Items:
######

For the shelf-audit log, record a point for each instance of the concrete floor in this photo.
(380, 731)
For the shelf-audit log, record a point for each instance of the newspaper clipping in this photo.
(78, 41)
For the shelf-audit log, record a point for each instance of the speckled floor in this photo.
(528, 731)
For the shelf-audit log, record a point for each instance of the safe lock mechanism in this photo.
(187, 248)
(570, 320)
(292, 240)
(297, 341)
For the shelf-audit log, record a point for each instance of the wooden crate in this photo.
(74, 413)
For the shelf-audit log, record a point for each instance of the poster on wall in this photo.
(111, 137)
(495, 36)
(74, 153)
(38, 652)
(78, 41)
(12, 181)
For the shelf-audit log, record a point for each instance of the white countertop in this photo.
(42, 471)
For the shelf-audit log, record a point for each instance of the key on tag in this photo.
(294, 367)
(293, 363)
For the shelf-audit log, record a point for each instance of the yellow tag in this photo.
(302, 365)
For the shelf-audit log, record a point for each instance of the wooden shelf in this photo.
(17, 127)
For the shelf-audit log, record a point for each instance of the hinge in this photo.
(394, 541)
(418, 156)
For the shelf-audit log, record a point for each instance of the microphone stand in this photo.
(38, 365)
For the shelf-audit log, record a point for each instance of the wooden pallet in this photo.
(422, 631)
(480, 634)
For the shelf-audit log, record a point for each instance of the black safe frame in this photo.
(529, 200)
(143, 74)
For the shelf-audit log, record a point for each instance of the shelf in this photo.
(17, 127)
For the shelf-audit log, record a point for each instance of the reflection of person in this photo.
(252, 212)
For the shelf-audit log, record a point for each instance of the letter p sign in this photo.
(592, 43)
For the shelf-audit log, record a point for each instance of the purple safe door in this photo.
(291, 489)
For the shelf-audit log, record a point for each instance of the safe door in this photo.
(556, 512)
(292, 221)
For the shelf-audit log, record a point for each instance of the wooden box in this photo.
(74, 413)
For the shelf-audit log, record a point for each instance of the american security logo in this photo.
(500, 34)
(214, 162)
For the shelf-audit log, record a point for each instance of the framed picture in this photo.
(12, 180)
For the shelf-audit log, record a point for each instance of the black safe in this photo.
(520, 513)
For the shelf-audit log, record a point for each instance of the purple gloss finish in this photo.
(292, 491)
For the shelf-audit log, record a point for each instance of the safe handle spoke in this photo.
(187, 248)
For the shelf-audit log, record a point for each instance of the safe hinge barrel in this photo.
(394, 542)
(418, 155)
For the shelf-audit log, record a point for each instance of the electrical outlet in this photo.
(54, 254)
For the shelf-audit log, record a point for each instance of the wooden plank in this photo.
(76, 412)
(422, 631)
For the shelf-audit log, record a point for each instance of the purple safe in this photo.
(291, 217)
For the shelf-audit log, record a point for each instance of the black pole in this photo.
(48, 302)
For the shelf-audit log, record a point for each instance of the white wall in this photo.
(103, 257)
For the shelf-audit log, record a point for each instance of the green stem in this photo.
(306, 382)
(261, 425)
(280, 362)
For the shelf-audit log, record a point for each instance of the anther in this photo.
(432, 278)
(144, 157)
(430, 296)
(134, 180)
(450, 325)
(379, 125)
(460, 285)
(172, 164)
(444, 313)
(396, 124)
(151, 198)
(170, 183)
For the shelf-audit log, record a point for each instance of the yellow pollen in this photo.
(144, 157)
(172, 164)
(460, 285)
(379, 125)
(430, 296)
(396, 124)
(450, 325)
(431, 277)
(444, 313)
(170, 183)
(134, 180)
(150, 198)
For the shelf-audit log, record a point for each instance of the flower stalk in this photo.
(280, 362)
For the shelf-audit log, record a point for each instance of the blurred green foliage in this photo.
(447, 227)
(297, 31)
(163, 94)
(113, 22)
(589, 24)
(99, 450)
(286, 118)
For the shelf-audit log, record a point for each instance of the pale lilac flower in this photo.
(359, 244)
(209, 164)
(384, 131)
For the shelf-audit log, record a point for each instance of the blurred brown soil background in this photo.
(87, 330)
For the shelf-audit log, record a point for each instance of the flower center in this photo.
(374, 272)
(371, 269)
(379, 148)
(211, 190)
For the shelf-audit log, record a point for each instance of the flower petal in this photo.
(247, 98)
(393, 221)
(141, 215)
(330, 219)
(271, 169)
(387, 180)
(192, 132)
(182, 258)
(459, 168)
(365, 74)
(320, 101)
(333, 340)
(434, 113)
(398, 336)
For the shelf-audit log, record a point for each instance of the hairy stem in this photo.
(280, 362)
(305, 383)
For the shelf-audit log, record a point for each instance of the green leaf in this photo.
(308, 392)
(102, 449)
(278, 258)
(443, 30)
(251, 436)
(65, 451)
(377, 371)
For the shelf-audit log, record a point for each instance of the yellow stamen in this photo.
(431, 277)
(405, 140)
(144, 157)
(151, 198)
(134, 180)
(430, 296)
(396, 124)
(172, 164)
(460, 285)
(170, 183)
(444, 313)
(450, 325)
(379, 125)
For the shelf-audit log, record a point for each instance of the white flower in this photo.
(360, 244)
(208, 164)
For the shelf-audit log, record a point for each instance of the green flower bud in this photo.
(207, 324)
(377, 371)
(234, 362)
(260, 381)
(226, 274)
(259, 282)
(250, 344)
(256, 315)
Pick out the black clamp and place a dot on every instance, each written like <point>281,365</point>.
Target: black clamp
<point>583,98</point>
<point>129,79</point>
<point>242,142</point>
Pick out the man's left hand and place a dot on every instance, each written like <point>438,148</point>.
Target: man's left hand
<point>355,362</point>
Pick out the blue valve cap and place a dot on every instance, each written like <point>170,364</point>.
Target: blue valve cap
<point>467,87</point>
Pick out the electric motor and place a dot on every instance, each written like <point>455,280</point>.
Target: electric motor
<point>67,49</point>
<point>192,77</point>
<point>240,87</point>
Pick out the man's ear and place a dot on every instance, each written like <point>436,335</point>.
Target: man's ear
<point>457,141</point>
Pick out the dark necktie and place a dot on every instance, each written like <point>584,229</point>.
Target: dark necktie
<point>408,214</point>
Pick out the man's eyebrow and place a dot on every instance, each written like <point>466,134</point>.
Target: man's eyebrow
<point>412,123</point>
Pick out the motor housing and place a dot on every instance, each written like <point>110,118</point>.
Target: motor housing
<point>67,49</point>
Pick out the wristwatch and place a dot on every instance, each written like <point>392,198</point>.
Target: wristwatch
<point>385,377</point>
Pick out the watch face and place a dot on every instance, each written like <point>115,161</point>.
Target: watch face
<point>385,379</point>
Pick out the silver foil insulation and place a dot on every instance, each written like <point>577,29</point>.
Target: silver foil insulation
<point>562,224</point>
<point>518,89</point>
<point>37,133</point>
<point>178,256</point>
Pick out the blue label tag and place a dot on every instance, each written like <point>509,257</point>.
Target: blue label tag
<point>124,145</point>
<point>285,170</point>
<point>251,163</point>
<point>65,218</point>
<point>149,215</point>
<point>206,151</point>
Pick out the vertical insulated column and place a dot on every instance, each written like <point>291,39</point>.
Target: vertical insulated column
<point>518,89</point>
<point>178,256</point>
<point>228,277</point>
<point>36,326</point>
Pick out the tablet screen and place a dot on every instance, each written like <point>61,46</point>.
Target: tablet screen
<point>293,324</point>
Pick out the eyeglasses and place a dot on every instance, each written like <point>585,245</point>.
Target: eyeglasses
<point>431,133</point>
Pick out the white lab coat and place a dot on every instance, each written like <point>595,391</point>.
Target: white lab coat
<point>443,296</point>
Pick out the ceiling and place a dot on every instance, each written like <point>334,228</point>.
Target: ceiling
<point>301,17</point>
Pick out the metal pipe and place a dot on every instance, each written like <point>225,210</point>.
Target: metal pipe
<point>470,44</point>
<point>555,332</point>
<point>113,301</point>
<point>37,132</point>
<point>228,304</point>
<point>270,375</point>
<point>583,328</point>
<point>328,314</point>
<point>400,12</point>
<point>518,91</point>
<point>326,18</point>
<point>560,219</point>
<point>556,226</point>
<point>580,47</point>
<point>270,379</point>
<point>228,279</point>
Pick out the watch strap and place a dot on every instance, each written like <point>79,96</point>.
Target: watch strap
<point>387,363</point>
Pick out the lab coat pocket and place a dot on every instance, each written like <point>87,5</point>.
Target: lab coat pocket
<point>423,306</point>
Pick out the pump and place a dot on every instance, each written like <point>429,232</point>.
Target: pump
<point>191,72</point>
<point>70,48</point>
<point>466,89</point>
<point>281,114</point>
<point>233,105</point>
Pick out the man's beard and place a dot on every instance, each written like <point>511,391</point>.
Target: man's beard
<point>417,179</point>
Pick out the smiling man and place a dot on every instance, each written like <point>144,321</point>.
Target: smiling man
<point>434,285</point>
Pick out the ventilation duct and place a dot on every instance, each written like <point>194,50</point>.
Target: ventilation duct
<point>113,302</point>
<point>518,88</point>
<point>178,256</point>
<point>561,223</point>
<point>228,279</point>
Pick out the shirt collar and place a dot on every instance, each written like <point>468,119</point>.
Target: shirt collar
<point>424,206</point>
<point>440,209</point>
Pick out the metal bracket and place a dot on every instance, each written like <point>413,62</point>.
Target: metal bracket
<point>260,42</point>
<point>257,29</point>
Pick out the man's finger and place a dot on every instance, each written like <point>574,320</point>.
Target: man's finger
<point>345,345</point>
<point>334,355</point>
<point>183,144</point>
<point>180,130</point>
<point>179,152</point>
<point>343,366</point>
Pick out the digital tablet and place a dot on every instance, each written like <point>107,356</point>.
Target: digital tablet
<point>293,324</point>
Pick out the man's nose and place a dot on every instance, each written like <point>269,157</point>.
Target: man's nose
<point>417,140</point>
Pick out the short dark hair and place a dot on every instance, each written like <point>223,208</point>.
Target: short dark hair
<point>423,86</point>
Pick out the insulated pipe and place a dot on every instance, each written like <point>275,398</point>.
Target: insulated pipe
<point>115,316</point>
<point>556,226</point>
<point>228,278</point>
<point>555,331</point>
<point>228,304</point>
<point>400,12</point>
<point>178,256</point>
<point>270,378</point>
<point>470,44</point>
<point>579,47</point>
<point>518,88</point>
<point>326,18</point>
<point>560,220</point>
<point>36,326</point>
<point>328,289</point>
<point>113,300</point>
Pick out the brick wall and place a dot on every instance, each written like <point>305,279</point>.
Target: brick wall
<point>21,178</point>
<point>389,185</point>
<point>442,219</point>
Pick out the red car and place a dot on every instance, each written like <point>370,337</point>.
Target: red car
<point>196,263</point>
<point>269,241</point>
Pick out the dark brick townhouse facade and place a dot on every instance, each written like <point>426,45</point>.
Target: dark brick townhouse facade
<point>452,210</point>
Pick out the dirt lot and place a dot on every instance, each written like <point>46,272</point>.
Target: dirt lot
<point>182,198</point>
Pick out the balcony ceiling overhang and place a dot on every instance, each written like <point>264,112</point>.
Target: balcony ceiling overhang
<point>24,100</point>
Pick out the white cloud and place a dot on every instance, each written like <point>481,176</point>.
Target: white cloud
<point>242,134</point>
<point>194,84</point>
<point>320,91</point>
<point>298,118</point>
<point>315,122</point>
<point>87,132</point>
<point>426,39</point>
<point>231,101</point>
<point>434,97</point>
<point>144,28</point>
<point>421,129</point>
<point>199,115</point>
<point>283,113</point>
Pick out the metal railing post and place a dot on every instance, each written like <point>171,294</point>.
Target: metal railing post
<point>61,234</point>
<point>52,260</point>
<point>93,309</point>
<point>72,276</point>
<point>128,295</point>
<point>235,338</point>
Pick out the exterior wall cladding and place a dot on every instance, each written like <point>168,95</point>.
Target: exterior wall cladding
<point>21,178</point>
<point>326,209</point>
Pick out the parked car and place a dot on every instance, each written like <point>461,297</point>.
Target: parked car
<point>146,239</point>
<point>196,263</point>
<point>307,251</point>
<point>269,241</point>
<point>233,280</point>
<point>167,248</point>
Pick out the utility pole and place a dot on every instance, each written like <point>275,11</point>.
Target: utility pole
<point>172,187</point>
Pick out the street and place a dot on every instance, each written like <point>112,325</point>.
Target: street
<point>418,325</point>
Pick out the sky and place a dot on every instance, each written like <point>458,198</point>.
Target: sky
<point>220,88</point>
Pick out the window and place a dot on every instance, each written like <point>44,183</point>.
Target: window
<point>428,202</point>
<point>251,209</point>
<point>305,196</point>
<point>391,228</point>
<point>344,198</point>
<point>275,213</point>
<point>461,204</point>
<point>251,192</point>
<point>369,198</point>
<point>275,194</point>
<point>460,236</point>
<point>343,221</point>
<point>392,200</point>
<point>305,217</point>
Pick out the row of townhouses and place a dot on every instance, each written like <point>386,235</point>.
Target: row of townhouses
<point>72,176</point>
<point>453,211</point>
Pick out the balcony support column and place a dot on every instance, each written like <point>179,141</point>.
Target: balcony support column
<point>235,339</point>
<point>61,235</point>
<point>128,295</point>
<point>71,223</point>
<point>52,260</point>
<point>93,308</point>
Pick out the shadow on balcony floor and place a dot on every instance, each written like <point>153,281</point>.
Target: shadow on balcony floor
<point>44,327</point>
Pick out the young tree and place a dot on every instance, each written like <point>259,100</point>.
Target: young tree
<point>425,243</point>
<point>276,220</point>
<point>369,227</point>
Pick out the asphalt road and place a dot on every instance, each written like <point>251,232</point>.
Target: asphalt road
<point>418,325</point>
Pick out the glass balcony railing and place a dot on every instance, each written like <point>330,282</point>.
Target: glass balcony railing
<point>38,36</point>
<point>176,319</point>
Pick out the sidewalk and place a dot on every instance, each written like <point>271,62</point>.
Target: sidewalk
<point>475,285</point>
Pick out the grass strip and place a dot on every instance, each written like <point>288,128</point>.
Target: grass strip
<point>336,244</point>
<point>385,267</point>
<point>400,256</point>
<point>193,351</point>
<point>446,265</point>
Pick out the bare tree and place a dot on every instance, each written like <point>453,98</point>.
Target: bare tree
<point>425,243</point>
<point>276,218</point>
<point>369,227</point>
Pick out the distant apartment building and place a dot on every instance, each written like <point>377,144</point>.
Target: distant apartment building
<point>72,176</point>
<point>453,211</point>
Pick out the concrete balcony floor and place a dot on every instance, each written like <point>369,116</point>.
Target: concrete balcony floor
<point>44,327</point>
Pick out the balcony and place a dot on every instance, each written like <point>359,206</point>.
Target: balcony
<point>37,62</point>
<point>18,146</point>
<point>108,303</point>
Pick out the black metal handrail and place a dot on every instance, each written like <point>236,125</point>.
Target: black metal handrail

######

Work required: Rewrite the entries starting at the line that contains "Pick out the blue valve" and ending at the line that contains "<point>408,214</point>" as a two-column CSV with the header row request,response. Give one row per entry, with the entry's text and its answer each in a single quoted field and any line breaks replaced by spaces.

Complete response:
request,response
"Pick out the blue valve cap and place a dot on every instance, each written like <point>170,364</point>. Target: blue valve cap","<point>467,87</point>"
"Pick out the electric motor and place a dot on every instance, each written like <point>455,280</point>. Target: electric motor","<point>67,49</point> <point>192,77</point> <point>240,87</point>"
"Pick out the man's ear and place a dot on every instance, each written like <point>436,335</point>. Target: man's ear","<point>457,141</point>"
"Pick out the dark necktie and place a dot on every instance, each written like <point>584,229</point>. Target: dark necktie","<point>408,214</point>"